◆ Task to carry out: Rewrite the records starting at the line containing "identify the river" and ending at the line containing "299;269;626;436", keeping every line in full but shifting each bounding-box coordinate in the answers by adding -66 to it. Leave the pictures out.

◆ Data:

........

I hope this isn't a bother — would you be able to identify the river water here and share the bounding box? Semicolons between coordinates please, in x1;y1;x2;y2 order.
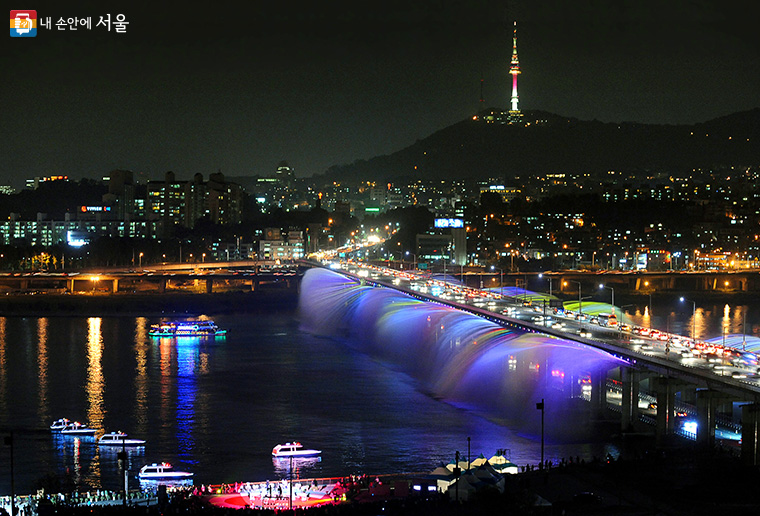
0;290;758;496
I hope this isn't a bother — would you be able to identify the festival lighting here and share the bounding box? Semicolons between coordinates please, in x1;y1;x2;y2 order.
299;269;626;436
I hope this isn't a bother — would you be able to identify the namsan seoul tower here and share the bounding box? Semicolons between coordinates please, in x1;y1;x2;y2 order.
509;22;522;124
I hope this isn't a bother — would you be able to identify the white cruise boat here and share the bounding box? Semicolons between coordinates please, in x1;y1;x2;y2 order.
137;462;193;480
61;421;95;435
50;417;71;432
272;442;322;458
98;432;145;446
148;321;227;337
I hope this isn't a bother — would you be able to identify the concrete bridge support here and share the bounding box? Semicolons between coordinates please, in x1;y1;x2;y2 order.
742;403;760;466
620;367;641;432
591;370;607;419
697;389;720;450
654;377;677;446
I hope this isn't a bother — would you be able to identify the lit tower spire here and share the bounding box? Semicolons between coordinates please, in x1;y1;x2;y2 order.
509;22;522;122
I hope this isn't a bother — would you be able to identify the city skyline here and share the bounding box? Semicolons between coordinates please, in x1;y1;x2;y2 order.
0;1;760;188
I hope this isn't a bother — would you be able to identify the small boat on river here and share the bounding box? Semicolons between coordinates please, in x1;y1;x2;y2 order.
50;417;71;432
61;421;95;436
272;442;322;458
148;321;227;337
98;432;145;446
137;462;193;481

........

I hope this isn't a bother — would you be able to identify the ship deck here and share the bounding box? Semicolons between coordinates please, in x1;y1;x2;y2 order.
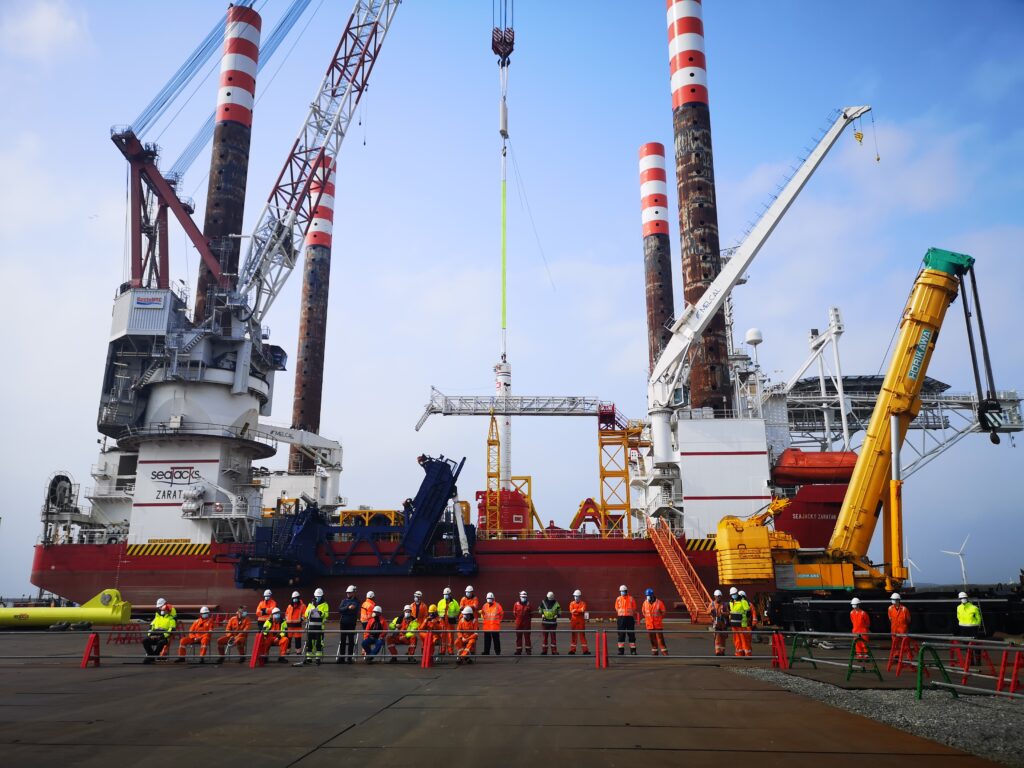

........

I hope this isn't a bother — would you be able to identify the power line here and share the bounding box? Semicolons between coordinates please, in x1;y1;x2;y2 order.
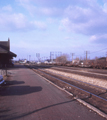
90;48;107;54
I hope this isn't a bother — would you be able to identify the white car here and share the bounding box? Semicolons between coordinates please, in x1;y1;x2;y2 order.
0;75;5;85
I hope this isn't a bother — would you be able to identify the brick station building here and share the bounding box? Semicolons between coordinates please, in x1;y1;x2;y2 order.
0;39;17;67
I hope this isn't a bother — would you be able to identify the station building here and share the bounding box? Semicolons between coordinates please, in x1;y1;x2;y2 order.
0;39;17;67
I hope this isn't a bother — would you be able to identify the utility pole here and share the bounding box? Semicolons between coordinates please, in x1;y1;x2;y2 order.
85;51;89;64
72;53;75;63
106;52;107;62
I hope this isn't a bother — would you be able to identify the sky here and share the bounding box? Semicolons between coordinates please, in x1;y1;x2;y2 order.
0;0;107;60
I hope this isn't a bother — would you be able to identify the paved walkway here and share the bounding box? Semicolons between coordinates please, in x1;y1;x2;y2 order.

........

◆ Finished answer:
I hope this isn't a bother — would you be able to identify the river water here and share the bounding box? Semicolons between coordinates please, in x1;y1;x2;y2 order.
-66;224;692;430
I hope this isn't a bother — would you be able to identify the festival lighting here and share the bounding box? Semicolons between coordinates please, in x1;y1;x2;y2 order.
233;203;560;370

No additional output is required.